Input –
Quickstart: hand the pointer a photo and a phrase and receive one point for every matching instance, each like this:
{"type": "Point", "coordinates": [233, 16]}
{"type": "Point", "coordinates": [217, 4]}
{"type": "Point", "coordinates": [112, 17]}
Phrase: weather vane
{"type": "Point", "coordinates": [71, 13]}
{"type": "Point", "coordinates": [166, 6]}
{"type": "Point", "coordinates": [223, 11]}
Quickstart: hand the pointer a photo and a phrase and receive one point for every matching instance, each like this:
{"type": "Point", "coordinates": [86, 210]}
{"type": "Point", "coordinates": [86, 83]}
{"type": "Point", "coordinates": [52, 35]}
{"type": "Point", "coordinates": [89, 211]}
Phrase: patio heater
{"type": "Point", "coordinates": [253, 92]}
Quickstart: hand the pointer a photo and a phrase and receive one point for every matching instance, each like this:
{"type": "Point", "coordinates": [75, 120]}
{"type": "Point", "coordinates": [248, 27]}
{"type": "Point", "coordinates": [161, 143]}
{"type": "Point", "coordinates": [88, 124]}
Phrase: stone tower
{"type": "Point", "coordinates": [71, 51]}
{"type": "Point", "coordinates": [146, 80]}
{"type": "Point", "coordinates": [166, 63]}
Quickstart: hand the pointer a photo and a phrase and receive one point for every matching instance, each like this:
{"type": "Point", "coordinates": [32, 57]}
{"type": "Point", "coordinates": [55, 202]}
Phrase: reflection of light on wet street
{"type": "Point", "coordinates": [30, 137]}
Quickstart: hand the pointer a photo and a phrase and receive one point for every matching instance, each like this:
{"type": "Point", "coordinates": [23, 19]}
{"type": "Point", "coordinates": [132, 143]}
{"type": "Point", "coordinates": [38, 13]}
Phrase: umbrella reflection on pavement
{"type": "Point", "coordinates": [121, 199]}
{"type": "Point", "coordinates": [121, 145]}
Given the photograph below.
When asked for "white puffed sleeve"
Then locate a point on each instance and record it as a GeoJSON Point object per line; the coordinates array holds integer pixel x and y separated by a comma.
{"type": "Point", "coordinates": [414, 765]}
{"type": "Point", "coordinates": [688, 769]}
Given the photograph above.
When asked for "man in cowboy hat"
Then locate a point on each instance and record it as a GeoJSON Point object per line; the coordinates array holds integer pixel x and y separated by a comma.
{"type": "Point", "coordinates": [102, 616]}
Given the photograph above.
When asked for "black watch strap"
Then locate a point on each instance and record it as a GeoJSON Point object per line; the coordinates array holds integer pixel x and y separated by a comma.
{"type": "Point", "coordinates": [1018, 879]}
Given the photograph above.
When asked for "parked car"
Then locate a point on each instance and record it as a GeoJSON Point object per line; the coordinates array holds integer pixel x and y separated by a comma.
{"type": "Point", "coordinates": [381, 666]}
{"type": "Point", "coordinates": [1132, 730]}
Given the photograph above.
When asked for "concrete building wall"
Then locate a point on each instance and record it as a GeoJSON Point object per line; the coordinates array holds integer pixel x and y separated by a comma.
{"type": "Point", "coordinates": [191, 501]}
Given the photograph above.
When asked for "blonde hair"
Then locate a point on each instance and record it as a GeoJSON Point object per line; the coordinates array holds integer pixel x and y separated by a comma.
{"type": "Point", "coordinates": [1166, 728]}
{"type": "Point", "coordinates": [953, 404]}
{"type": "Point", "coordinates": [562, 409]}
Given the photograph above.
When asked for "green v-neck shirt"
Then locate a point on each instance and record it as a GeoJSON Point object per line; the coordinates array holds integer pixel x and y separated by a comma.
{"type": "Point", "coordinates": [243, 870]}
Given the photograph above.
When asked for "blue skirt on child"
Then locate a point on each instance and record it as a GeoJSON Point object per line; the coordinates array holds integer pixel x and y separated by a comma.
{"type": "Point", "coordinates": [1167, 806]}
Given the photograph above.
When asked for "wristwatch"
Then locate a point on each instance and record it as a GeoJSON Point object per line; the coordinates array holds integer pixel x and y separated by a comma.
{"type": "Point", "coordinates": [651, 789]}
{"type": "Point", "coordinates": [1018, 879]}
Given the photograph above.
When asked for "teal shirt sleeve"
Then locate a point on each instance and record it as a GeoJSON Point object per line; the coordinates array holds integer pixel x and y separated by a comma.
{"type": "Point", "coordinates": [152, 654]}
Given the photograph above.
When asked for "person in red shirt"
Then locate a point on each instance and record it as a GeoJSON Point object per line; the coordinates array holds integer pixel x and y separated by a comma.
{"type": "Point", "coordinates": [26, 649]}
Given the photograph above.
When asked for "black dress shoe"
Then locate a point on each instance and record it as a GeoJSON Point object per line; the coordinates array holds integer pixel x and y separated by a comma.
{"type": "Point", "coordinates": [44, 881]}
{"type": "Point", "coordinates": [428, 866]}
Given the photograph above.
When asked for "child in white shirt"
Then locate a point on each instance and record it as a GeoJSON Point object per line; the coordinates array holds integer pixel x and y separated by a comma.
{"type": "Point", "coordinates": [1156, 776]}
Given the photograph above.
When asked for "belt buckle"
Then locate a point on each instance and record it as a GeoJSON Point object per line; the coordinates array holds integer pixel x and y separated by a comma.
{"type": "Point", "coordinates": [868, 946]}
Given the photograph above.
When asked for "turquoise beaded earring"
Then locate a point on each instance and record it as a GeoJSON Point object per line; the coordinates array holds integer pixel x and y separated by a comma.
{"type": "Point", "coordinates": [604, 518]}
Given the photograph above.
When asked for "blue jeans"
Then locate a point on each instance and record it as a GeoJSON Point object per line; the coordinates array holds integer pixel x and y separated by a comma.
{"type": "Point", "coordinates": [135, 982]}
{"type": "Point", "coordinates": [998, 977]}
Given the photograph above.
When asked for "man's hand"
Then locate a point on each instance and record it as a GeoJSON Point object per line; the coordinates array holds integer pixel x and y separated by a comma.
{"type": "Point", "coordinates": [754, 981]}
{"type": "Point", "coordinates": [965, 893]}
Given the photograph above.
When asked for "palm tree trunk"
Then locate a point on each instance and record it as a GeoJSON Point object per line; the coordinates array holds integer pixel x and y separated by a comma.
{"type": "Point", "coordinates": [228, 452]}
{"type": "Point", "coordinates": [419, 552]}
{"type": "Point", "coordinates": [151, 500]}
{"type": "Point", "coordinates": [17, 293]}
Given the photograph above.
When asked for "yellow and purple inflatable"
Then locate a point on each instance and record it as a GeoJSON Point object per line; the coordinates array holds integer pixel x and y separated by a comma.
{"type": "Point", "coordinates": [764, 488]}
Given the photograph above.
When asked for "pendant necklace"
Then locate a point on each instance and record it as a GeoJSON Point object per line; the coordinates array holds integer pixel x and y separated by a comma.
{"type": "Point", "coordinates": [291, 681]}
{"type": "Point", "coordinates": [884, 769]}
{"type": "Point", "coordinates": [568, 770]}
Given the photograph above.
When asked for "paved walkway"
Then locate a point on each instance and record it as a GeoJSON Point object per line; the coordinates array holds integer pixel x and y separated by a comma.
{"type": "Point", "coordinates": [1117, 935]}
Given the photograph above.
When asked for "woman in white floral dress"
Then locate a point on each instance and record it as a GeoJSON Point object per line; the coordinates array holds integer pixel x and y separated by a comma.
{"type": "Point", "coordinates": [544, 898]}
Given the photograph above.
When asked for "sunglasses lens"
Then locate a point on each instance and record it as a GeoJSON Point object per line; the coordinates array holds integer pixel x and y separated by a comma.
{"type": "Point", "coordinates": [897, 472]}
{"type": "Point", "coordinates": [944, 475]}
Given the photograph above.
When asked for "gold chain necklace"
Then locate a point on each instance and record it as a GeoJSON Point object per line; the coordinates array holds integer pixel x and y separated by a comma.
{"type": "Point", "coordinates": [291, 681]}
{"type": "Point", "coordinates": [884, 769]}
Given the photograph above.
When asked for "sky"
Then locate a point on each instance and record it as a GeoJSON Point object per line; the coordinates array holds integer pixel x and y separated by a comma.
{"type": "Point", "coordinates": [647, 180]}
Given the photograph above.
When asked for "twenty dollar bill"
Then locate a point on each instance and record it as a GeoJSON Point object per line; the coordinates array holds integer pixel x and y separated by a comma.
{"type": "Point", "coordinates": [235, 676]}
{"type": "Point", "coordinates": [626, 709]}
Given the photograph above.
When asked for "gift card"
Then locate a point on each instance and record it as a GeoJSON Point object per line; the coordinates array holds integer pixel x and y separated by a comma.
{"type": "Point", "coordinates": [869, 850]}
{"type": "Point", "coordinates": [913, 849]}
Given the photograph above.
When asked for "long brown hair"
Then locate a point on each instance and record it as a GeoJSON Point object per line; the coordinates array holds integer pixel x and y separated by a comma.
* * *
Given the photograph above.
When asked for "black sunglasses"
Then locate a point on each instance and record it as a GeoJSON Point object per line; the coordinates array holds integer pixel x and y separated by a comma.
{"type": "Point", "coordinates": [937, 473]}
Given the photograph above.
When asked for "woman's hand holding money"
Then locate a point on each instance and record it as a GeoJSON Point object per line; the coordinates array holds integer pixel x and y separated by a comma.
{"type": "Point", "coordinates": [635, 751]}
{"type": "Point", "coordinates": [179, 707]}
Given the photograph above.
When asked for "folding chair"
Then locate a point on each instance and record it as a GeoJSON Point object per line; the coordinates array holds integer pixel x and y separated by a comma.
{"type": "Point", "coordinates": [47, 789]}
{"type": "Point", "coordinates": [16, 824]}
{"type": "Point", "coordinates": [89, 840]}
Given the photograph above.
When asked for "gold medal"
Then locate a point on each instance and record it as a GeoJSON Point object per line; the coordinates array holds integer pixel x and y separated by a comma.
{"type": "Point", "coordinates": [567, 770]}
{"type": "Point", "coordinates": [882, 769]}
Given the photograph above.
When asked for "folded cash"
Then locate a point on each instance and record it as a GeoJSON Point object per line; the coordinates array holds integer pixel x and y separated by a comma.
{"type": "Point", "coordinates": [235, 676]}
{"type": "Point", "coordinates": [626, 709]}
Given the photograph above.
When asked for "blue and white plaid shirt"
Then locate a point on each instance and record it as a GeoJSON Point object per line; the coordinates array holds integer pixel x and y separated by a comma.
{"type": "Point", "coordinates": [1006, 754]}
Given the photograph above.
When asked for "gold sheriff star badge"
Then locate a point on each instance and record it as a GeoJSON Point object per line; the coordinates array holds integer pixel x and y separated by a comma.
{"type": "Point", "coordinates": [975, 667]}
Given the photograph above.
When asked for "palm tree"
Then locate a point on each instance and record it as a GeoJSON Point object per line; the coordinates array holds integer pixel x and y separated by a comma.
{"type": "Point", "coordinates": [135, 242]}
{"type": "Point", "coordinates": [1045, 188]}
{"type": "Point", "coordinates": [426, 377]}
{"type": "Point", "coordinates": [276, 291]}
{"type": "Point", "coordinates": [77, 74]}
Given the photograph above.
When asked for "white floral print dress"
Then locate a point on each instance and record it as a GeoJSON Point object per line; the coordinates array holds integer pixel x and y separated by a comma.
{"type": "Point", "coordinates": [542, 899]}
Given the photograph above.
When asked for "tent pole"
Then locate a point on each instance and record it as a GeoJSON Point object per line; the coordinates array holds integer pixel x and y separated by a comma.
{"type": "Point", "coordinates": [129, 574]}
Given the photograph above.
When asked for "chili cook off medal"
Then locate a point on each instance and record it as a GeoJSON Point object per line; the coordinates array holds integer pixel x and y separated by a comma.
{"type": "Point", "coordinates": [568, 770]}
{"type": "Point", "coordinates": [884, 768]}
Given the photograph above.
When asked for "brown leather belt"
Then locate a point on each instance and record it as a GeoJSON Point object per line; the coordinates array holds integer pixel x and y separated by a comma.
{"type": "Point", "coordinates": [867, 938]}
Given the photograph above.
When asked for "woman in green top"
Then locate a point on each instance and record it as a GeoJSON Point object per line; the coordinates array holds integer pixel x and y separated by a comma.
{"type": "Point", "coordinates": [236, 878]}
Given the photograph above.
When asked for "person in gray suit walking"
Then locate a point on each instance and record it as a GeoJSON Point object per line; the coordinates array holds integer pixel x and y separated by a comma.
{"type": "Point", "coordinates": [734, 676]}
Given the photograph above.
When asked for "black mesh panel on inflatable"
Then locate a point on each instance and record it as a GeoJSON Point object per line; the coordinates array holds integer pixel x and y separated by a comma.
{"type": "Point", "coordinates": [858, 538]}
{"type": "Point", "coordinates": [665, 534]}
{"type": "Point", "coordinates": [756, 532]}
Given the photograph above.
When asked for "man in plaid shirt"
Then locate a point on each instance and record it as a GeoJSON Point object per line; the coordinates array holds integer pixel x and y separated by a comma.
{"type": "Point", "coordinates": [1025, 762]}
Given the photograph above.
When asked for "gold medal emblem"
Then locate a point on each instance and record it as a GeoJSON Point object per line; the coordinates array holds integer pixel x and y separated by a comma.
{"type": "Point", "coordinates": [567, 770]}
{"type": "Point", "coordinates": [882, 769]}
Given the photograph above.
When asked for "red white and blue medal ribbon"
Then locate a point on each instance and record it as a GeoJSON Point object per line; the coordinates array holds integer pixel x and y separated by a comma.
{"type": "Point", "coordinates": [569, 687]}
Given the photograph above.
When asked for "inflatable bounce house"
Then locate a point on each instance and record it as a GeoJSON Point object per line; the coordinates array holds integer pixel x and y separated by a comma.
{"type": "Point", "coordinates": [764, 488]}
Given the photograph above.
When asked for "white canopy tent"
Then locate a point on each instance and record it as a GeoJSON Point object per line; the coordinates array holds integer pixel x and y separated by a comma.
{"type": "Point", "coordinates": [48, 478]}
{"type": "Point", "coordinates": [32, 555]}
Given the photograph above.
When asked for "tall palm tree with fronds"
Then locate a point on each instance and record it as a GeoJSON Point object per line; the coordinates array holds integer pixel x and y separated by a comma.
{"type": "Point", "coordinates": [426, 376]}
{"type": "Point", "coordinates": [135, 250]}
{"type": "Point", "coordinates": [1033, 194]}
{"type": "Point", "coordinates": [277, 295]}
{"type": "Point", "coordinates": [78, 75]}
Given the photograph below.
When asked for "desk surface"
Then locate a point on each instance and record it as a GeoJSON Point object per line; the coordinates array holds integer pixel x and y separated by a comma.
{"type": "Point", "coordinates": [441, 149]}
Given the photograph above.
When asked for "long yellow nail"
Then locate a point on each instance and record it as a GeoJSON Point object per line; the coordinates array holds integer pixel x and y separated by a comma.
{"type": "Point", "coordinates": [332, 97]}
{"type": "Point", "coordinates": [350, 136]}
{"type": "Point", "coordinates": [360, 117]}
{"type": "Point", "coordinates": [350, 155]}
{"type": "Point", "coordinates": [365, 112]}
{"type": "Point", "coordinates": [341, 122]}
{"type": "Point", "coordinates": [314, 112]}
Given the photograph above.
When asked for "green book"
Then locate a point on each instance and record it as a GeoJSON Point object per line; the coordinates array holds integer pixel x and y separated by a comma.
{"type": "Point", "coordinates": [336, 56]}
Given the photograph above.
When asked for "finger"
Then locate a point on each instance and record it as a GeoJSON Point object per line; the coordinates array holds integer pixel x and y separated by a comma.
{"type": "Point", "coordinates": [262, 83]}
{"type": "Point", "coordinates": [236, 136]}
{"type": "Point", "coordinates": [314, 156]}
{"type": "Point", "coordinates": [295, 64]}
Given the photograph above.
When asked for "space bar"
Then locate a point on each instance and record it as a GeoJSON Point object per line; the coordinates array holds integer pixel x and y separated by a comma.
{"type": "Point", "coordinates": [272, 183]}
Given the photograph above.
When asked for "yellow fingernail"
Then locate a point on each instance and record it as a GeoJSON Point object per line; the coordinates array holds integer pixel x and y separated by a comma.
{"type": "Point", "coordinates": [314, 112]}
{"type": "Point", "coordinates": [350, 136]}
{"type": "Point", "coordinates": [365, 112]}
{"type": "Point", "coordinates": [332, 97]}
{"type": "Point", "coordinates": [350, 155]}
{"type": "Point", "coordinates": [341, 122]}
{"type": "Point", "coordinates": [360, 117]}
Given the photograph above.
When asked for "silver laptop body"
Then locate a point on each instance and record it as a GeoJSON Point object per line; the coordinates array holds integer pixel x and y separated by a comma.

Instruction – List every line in the items above that contains the string "sunglasses", matching case exactly.

Response to this exercise –
When asked for "sunglasses lens"
When asked for "black sunglasses"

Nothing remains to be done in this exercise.